Supplied passage:
Not broken, but fixed

Unusual Friday night ride caters to 'fixies'

From left, Mitch Pounds, Andrew Wacker, Malakai Edison, Sam Schlageck and Robert Kerley prepare for their weekly fixed-gear bike ride. They were among the riders participating in the Friday Night Fixie Rides, a thrice-a-month event featuring mainly fixed-gear bicycles.

Friday Night Fixie Riders gather at the Campanile on the Kansas University campus. The rides commence at 6 p.m. the first, second and third Fridays of the month.

The Friday Night Fixie Rides aren’t like most organized bike rides.

There isn’t a shred of spandex, no garish team jerseys. Instead, the riders sport bike-messenger chic: think, cuffed pant legs and messenger bags.

There isn’t a superlight, carbon-fiber-and-titanium 20- or 30-speed race bike in the bunch. At the Friday Night Fixie Rides, the bulk of the bikes are simple and utilitarian, many stripped of all their identifying decals and boasting exactly one gear.

And then there’s the ride itself. Unlike many group rides, where participants are shooting for a specific heart rate or distance covered, the Friday Night Fixie Riders don’t decide where they’re headed until just before they head out. And even then the route is subject to change.

Welcome to the Friday Night Fixie Rides, which head out the first three Fridays of every month from the Campanile on the Kansas University campus.

Stored rows:

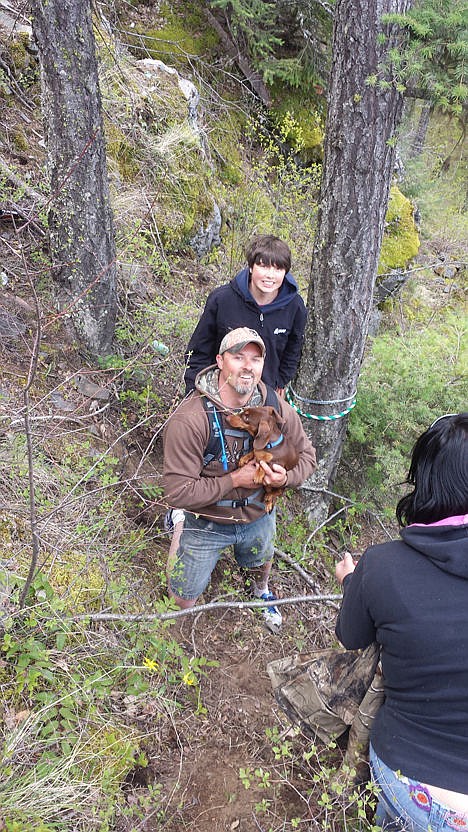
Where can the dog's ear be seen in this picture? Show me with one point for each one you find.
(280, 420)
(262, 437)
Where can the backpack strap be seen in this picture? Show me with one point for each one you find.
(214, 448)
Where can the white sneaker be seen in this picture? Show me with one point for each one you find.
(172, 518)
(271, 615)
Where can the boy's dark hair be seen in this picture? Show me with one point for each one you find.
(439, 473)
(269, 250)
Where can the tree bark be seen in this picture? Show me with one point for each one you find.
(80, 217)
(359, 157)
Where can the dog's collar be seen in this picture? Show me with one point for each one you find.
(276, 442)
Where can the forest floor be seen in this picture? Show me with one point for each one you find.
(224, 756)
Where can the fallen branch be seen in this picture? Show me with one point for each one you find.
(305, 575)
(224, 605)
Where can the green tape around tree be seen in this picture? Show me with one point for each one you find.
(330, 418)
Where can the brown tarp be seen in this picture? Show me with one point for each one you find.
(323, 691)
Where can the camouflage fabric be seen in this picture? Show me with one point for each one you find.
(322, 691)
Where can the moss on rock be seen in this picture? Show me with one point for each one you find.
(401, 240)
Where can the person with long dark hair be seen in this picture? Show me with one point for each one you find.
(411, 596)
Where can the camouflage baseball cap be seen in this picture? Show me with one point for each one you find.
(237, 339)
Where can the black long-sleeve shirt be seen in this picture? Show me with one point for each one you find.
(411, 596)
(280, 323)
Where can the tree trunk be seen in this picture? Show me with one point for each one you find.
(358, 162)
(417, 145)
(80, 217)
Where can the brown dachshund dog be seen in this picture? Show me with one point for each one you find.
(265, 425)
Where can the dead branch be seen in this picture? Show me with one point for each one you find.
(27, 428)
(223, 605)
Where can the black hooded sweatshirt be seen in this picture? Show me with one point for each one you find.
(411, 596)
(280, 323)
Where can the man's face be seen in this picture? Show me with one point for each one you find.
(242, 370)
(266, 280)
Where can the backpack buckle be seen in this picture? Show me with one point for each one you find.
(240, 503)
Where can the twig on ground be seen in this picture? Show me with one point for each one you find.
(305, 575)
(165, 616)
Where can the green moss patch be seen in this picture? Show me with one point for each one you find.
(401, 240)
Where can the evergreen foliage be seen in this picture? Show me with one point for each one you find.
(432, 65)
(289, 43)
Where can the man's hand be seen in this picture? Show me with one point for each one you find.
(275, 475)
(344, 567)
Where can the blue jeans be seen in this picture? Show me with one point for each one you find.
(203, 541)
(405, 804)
* * *
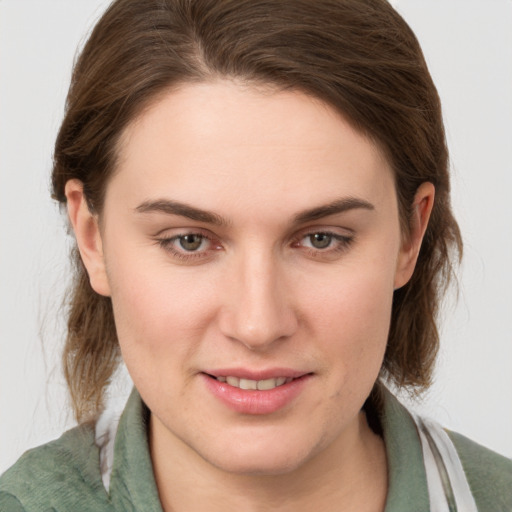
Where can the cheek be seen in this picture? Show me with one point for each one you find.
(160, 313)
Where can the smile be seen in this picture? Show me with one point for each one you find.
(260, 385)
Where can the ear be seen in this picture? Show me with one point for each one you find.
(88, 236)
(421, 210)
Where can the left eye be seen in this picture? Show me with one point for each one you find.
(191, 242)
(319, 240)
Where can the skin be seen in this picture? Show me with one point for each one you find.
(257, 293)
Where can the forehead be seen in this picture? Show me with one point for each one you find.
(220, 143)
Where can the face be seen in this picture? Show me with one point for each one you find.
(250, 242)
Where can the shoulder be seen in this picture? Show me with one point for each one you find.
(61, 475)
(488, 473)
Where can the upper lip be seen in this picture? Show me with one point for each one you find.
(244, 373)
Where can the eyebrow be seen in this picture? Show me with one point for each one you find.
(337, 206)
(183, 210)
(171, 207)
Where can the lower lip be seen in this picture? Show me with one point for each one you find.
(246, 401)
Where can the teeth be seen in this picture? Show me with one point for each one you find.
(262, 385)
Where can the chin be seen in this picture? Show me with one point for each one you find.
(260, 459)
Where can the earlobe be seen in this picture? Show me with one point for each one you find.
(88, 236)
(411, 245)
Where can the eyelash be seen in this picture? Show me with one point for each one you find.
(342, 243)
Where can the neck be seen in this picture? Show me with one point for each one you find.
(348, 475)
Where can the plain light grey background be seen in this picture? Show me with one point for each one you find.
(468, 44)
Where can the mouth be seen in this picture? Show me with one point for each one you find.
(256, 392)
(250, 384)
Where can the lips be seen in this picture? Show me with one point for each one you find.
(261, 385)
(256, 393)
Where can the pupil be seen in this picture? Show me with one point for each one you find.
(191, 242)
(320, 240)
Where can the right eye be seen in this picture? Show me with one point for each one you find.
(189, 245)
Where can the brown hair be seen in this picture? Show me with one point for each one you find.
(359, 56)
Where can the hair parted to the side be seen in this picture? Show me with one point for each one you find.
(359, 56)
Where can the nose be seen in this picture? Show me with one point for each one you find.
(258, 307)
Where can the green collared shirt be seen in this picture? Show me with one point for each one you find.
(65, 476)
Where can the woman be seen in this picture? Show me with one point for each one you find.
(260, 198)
==
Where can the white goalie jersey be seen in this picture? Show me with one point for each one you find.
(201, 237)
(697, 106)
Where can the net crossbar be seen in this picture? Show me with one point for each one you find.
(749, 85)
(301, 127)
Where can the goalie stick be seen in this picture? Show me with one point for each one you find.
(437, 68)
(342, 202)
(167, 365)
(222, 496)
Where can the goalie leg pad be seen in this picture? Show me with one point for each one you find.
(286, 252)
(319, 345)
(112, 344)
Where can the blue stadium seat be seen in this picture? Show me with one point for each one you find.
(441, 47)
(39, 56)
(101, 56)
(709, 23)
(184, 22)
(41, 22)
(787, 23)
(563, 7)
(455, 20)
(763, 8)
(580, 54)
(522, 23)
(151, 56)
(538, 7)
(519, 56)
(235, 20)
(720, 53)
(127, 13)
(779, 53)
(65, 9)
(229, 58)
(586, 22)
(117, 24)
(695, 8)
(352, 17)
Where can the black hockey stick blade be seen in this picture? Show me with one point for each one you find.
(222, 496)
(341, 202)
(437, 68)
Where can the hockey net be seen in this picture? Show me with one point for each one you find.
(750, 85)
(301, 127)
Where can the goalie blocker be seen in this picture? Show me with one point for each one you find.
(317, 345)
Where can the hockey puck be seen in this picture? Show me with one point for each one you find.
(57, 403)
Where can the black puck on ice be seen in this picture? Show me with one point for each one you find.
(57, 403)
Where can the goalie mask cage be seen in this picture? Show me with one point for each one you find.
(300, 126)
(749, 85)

Work to do:
Reproduce the Friday Night Fixie Rides article in full, word for word. Draw only on the article about the Friday Night Fixie Rides, not on the items.

Answer to this exercise:
Not broken, but fixed

Unusual Friday night ride caters to 'fixies'

From left, Mitch Pounds, Andrew Wacker, Malakai Edison, Sam Schlageck and Robert Kerley prepare for their weekly fixed-gear bike ride. They were among the riders participating in the Friday Night Fixie Rides, a thrice-a-month event featuring mainly fixed-gear bicycles.

Friday Night Fixie Riders gather at the Campanile on the Kansas University campus. The rides commence at 6 p.m. the first, second and third Fridays of the month.

The Friday Night Fixie Rides aren’t like most organized bike rides.

There isn’t a shred of spandex, no garish team jerseys. Instead, the riders sport bike-messenger chic: think, cuffed pant legs and messenger bags.

There isn’t a superlight, carbon-fiber-and-titanium 20- or 30-speed race bike in the bunch. At the Friday Night Fixie Rides, the bulk of the bikes are simple and utilitarian, many stripped of all their identifying decals and boasting exactly one gear.

And then there’s the ride itself. Unlike many group rides, where participants are shooting for a specific heart rate or distance covered, the Friday Night Fixie Riders don’t decide where they’re headed until just before they head out. And even then the route is subject to change.

Welcome to the Friday Night Fixie Rides, which head out the first three Fridays of every month from the Campanile on the Kansas University campus.